SOURCE DATA Start Marker

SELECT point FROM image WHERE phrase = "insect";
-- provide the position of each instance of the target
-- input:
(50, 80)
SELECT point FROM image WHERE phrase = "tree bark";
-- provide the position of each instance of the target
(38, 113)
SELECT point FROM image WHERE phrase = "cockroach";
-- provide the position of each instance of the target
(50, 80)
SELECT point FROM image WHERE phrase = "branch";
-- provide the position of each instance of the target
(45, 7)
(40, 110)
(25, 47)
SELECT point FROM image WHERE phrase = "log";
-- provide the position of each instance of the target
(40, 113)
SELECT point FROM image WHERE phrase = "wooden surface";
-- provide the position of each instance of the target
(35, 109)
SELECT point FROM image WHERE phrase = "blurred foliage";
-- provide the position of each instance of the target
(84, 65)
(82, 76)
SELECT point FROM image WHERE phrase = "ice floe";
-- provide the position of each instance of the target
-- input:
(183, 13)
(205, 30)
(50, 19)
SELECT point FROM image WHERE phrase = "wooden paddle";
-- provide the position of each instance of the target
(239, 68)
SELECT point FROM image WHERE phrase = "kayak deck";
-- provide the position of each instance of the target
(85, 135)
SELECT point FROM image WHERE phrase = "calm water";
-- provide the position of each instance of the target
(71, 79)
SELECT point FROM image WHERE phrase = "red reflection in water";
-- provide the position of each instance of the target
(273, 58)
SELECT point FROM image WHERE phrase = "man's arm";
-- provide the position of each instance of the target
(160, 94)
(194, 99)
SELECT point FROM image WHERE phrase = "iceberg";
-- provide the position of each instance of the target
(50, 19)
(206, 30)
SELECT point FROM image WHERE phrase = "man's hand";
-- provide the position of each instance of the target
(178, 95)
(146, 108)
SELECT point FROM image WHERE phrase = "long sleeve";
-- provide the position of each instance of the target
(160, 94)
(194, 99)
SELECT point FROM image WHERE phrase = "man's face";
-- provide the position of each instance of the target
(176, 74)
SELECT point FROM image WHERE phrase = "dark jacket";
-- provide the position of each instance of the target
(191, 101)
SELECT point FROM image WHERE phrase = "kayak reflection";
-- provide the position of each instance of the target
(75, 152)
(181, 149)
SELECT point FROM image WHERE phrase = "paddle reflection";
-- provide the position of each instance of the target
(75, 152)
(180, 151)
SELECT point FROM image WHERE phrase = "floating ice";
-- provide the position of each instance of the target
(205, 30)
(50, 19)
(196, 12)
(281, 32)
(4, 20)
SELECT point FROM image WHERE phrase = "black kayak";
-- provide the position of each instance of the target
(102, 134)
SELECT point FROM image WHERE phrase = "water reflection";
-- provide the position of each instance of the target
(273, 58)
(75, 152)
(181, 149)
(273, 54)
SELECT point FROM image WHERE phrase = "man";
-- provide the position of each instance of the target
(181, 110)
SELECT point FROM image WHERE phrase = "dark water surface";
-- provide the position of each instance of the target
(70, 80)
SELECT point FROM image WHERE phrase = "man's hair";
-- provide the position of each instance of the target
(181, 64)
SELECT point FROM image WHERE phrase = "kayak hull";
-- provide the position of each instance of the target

SOURCE DATA End Marker

# [WHAT YOU WILL DO]
Pick every line containing the word "surface" out of the material, and copy those lines.

# [TASK SOLUTION]
SELECT point FROM image WHERE phrase = "wooden surface";
SELECT point FROM image WHERE phrase = "dark water surface";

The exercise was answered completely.